▸ STATED TASK
Pull out every line of the items below that contains the word "dress" and copy each one in full.

····················

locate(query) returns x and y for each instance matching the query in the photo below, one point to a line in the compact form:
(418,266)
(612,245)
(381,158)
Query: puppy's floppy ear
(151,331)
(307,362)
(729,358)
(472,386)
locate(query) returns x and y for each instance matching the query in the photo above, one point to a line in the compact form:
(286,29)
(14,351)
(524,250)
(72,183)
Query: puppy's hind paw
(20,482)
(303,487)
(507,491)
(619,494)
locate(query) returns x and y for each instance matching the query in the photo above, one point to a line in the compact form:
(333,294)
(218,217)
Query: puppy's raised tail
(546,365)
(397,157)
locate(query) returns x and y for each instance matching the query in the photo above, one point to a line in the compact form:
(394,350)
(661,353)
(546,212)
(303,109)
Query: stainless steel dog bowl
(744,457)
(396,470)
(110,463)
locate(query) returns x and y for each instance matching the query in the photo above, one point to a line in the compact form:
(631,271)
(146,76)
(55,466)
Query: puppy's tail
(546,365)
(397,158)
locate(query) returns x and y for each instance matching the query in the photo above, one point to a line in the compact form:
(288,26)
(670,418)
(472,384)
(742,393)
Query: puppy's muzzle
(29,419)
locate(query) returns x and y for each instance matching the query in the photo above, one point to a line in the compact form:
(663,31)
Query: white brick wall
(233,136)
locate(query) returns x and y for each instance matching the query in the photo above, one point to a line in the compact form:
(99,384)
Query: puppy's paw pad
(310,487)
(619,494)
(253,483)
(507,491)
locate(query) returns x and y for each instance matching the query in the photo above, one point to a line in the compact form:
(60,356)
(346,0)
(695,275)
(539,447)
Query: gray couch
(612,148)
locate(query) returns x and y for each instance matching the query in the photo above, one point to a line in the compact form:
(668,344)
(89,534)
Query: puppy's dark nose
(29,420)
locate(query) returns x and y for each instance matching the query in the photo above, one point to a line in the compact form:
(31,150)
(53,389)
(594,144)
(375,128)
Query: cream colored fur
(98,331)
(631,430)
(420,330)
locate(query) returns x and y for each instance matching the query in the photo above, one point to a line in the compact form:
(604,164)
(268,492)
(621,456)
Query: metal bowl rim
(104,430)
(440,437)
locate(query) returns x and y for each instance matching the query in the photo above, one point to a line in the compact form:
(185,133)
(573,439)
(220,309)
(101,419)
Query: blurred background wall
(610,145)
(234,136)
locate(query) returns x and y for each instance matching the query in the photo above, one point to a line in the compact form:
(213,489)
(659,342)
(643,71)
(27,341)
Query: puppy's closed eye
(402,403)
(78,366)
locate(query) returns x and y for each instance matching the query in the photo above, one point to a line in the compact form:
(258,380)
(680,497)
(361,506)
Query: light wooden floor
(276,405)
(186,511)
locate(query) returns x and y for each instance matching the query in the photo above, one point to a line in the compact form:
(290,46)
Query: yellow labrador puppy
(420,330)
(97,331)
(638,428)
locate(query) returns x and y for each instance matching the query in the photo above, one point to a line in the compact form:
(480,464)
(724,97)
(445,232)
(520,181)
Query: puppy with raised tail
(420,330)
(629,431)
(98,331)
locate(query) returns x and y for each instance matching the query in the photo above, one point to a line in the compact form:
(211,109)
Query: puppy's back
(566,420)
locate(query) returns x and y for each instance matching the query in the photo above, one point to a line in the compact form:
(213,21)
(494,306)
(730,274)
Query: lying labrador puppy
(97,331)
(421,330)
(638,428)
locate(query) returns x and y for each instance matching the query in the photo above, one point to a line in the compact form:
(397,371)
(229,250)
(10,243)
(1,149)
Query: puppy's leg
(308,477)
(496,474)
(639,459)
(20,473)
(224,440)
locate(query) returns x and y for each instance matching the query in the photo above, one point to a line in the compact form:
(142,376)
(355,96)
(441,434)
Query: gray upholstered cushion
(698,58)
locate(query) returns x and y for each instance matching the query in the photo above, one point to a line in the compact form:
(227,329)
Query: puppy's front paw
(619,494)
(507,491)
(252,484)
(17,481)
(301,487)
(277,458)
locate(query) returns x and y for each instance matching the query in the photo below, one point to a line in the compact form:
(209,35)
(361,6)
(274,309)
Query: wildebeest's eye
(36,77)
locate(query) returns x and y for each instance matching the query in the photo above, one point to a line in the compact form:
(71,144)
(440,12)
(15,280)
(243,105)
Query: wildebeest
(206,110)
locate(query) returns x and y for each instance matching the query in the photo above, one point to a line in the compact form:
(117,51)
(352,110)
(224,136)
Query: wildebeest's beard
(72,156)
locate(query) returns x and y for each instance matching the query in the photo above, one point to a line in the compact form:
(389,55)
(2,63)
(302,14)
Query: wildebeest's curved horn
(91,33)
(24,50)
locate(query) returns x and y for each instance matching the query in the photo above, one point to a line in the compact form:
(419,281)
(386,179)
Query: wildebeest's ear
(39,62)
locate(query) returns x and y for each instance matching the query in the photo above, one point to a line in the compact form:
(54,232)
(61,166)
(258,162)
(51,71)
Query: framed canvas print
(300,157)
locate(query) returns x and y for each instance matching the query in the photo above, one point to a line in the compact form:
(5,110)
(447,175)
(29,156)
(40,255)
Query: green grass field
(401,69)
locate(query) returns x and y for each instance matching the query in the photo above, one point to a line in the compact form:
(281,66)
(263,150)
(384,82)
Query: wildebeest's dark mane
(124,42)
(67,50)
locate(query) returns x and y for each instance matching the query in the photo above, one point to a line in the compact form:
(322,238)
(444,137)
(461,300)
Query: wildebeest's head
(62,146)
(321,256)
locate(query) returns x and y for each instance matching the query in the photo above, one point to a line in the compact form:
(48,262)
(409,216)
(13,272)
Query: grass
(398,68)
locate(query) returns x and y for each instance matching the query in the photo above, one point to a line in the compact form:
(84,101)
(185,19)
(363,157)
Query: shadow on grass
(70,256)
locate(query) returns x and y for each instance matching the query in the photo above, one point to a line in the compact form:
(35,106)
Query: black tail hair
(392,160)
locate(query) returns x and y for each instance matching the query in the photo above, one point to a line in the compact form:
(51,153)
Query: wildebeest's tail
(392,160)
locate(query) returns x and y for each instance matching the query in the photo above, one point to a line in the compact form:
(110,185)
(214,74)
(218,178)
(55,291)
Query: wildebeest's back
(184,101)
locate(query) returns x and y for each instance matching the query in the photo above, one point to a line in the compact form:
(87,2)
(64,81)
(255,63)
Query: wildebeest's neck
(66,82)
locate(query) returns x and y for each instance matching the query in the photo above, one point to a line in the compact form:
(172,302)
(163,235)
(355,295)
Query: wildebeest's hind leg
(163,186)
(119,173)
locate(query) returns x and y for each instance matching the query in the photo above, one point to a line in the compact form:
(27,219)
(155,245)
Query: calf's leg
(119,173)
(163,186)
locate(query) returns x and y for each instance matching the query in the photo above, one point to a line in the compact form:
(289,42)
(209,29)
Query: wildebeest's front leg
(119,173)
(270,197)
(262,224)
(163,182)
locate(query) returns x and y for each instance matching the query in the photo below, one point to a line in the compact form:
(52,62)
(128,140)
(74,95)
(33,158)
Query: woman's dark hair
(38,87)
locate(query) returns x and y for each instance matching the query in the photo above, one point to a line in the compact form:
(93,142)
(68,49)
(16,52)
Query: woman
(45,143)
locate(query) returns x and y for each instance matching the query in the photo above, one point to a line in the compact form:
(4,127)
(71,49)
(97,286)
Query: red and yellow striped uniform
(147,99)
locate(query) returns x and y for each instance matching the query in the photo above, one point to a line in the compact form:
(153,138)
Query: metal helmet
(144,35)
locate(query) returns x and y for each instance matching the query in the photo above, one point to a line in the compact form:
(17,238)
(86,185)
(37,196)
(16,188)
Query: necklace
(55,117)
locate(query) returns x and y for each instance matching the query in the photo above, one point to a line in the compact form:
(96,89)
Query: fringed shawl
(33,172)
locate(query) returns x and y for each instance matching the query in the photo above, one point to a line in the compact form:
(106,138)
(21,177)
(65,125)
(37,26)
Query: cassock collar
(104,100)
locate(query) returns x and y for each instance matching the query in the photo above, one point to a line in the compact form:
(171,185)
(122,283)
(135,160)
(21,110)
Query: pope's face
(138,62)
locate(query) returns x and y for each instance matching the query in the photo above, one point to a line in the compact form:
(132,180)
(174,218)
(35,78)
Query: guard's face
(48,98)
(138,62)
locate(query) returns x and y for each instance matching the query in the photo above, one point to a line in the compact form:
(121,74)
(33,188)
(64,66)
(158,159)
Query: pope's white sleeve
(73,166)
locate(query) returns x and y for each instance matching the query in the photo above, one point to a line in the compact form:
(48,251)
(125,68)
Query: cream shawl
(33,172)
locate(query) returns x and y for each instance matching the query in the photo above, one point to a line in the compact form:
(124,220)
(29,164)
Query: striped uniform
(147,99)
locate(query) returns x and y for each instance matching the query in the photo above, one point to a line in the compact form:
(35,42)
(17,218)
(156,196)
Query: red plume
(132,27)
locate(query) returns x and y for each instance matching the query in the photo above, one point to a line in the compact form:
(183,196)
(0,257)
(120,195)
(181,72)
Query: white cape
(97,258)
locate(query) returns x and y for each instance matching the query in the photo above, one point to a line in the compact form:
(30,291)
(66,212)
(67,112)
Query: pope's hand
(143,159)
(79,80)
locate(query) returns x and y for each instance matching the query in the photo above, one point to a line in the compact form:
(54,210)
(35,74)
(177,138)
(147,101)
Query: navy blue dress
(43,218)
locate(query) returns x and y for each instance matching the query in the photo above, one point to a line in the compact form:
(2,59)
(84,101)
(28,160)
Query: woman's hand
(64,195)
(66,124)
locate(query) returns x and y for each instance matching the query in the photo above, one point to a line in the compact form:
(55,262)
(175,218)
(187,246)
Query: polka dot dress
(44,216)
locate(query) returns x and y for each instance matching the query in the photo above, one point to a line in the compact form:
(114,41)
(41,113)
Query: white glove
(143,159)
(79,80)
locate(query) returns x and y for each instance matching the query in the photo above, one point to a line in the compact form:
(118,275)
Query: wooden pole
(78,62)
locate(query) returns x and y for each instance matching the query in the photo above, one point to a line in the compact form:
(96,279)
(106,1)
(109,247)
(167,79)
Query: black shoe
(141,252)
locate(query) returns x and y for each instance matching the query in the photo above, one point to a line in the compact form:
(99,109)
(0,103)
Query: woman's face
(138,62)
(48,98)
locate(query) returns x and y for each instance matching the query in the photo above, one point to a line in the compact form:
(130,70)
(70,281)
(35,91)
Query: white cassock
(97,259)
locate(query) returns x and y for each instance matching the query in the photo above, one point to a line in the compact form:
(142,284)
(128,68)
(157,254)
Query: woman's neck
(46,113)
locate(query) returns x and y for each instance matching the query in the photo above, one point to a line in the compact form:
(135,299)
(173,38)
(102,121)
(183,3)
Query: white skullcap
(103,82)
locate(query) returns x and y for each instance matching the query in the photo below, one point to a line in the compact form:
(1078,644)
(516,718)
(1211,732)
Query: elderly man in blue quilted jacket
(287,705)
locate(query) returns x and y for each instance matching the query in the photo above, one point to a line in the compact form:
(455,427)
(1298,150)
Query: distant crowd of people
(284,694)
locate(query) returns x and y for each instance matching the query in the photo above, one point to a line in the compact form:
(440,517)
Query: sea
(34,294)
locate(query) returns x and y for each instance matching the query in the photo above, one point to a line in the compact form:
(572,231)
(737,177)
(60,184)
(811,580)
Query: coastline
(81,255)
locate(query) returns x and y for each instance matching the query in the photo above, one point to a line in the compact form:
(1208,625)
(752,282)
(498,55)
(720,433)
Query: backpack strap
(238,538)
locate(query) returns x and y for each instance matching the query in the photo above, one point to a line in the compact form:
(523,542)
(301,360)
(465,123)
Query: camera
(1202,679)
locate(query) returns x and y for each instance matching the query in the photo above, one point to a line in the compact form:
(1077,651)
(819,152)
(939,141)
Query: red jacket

····················

▸ ANSWER TO THIS EXERCISE
Query: navy blue dress
Query: polka dot dress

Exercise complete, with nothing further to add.